- **Text shown**:
□ □ □ □ □ □ □

For the first time ever, the entire New York area’s Jewish schools were closing for the parade, which shows how compulsory Zionism was displacing actual religion for Jewish institutions post-’67. Organizers “urged all school personnel, pupils, and parents to participate in the parade both as marchers and spectators.” Afterwards, there would be a groovy-sounding “Folk-Rock Be-In” called “Jubilee 1971” in Central Park, “expected to attract over 50,000 college students.” This is how young Jewish children were conscripted into the enterprise. I marched.

Two months later, I was off to Camp Na’aleh in Elizaville, NY (which still exists in a different location), run by the Labor Zionist organization Habonim (not yet Habonim-Dror). My parents’ choice of an Israel-focused camp didn’t thrill me; I expected to encounter kids who thought Jews needed to support President Nixon because he was “good for Israel.”

Instead, I found myself at the closest analog to a radical hippie commune any suburban pre-teen with sensible parents could hope for. Meals were followed by nonstop singing, with the material ranging from Hebrew choral songs to silly camp songs (and some raunchy ones) to “The Internationale” and “Bandiera Rossa.” We would chant off the names of each age division, then swap in names of heroes like Ho Chi Minh. The camp was socialist and kibbutz-oriented, emphasizing labor, sharing (all the goodies our parents sent were pooled), and endless education in Labor Zionist theory. Our counselors were young — the director no more than 22 — and would have looked more at home at Wavy Gravy’s Hog Farm than at most other Jewish camps. For us, the early ’70s were more ’60s than the actual ’60s had been.

If Bob Dylan was the Sun God for young Jewish summer-camp lefties, Phil Ochs was like a beloved local deity. Every morning but Shabbat, we would sing his subversively patriotic “Power And The Glory” (“but she’s only as rich as the poorest of the poor, only as free as the padlocked prison door”) to our very conflicted raising of the U.S. flag. At the weekly kumsitz (singalong), counselors regaled us with “Draft Dodger Rag,” Ochs’s wry spoof on avoiding Selective Service. I had brought my guitar and learned to bang out the songs.

The next summer, the enlightened 19-year-olds in charge of our kiddie commune declared Friday nights “Free Sleep,” permitting the older divisions (and themselves) to spend the Shabbat in any bed, with anyone agreeable.

I was 13, a little young for anything too serious; my Friday nights that summer were spent chastely, atop a bunk bed with an adorable, slightly older Brooklyn girl. On an endless loop, we played a cassette of “Phil Ochs In Concert,” the 1966 live album that introduced fans to new songs and Ochs’s distinctive stage patter. “Love Me, I’m A Liberal” was perfect for me — “liberal” was a term of deep derision at camp as well as for my political friends at school, and the takedown in Ochs’s intro — “ten degrees to the left of center in good times, ten degrees to the right of center if it affects them personally” — was right on the money.

I should have listened more closely; with lines like “I love Puerto Ricans and Negroes — as long as they don’t move next door,” or “if you ask me to bus my children, I hope the cops take down your name,” the song could have been transformed into “Love Me, I’m A Liberal Zionist.” Guess what: Israel is segregated, even (and especially) the socialist kibbutzim. The schools are too. This is why I’m so harsh on myself now: the signs were there if I had looked for them. (Nowadays, Zionist groups are pushing through state laws to “take down your name” if you support the Israel boycott.)

□ □ □ □ □ □ □

- **Data shown**:
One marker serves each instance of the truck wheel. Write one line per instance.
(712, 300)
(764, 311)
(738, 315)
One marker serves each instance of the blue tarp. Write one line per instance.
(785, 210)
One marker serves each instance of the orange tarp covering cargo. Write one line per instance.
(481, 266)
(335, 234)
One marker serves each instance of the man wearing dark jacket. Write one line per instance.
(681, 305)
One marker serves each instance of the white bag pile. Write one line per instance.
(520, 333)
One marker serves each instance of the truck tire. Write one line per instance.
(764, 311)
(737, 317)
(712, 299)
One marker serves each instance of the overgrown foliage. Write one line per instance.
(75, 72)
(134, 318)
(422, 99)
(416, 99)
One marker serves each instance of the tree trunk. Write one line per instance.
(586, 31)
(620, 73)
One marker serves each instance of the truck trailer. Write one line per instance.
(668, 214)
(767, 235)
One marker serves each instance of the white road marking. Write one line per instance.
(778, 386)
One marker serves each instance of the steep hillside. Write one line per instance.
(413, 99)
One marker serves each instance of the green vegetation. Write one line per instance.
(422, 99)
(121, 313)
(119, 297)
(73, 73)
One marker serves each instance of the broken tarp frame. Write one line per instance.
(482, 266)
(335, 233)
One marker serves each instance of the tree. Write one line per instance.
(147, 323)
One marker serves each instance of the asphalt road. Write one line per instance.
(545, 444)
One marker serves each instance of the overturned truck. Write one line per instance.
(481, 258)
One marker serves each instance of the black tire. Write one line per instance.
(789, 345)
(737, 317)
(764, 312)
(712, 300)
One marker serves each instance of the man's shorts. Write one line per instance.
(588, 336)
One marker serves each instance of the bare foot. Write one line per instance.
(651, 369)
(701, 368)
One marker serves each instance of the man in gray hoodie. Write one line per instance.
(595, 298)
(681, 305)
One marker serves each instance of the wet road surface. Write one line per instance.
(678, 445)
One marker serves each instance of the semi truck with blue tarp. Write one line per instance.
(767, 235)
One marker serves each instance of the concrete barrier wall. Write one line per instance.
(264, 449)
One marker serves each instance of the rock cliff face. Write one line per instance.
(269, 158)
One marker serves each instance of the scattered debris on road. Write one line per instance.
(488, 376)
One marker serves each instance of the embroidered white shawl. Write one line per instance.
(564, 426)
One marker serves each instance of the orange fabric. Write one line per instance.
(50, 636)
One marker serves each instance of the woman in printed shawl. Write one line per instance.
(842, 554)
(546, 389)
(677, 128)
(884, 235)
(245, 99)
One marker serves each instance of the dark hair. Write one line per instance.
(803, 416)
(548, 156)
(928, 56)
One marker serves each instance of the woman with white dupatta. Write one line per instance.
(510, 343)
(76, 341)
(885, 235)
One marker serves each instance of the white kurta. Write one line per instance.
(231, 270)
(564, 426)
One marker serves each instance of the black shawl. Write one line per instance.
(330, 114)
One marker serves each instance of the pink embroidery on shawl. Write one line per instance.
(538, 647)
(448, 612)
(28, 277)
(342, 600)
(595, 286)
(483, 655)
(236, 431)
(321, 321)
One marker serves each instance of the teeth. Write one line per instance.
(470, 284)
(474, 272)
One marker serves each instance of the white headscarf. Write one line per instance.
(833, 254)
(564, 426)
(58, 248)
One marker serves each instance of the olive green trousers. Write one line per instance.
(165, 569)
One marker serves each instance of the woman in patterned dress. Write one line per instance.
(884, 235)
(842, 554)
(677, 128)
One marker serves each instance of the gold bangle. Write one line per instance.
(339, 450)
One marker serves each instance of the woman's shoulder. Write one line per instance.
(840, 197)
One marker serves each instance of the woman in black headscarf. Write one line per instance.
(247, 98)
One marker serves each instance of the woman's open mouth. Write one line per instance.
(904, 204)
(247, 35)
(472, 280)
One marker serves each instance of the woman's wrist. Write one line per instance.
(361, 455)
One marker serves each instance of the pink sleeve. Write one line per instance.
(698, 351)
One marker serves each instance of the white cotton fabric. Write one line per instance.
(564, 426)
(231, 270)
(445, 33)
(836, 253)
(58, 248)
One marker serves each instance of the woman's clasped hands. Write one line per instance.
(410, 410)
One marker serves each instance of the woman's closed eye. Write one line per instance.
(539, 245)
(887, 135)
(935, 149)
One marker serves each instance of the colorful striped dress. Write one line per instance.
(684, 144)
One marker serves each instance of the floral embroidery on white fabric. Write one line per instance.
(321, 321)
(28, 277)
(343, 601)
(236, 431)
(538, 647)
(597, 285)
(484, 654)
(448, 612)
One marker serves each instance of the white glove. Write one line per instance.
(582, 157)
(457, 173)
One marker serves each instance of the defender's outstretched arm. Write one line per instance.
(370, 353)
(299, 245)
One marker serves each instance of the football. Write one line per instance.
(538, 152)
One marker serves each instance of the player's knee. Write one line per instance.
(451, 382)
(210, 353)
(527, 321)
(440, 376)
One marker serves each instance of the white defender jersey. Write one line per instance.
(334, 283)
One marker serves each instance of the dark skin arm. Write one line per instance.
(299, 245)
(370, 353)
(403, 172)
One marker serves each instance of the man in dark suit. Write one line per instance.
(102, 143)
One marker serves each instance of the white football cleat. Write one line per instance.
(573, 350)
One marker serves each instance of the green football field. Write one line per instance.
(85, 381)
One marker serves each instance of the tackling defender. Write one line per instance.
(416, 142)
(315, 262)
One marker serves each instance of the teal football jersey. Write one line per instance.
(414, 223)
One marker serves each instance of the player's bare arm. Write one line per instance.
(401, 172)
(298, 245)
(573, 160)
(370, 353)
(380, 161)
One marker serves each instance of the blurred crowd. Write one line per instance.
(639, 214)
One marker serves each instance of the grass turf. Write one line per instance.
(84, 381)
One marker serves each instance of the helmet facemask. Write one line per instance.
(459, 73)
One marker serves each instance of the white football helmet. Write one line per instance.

□ □ □ □ □ □ □

- **To do**:
A. According to the text, what recording did the author and a Brooklyn girl play on an endless loop during Friday nights at camp?
B. Rescale the records, starting with the line containing "One marker serves each instance of the defender's" and going on through the end of the records. Reproduce every line, requests included, but multiply each coordinate in the answers by 1.65 and round to the nearest whole number, with halves rounded up.

- **Exercise solutions**:
A. A cassette of "Phil Ochs In Concert," the 1966 live album.

B.
One marker serves each instance of the defender's outstretched arm. Write one line per instance.
(611, 582)
(493, 404)
One marker serves each instance of the football. Write one line per instance.
(888, 251)
One marker serves each instance of the player's knee. Write one line per instance.
(744, 630)
(347, 582)
(870, 530)
(726, 620)
One marker serves each instance of the white defender jersey. Write one line per instance.
(551, 467)
One marker serves each instance of the dark skin arm. Write one line per instance.
(493, 404)
(611, 582)
(665, 284)
One marker serves each instance of the man in dark suit. Write one line per instance.
(168, 236)
One marker serves each instance of the white football cleat. Write one line per instance.
(945, 578)
One marker serves each instance of the green football field. Write one line per instance.
(140, 629)
One marker serves each instance of the tackling defender. Write one line per instance.
(686, 234)
(520, 432)
One marker serves each instance of the teal football jersey. Write one line per instance.
(683, 368)
One marker serves each instance of the player's bare arm. Write one line per instance.
(662, 284)
(492, 404)
(945, 264)
(611, 582)
(627, 266)
One marker serves each instance of the blurred crowd. Write one line per instance.
(1054, 353)
One marker serves each instance of the grass turf. Write one line per instance.
(139, 629)
One marker serves each instance of the helmet facemask. Write one line per instance.
(757, 120)
One marker serves each instance of the white football helmet. Write one line per instance.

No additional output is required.